__Extract__:
-- begin --
The Xiaoqinling region, spanning the Henan and Shanxi provinces, is located in the southern margin of the North China craton (Figure 1a,b). As a part of the WNW-trending Qinling–Dabie orogen, it is bounded by the Taiyao fault to the north and the Xiaohe fault to the south (Figure 1c) [3,7]. Between these two faults lies a complex system of nearly E–W-trending and W-plunging folds comprising, from north to south, the Wulicun anticline, the Qishuping syncline, the Laoyacha anticline, the Miaogou syncline, and the Shangyangzhai anticline [6]. Gold deposits occur in these plunging complex folds and their related secondary faults.
The Xiaoqinling metamorphic core complex is composed mainly of the Late Archean Taihua Group, which is a suite of amphibolite to granulite facies metamorphic rocks including amphibolite, felsic gneiss, migmatite, and metamorphosed supracrustal rocks [19]. The zircon U−Pb geochronological data of Taihua Group metamorphic rocks indicate that they formed during the Neoarchean to Paleoproterozoic (2.8–2.3 Ga) [20,21,22]. These rocks underwent amphibolite-facies metamorphism during the Paleoproterozoic. Mesoproterozoic Guandaokou Group carbonate rocks and clastic rocks are distributed in the south of the Xiaoqinling region [23].
-- end --
__Jobs__:
a – According to the Xiaoqinling passage, which fault bounds the region to the south?
b – Translate this sentence from the Xiaoqinling passage into Spanish: "These rocks underwent amphibolite-facies metamorphism during the Paleoproterozoic."
Rely only on the Xiaoqinling passage for what follows.

__Information shown__:
-- begin --
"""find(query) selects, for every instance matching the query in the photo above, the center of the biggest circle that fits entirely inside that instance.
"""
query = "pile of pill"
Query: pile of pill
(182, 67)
-- end --
__Responses for each task__:
a – The Xiaohe fault.

b – Estas rocas experimentaron metamorfismo en facies de anfibolita durante el Paleoproterozoico.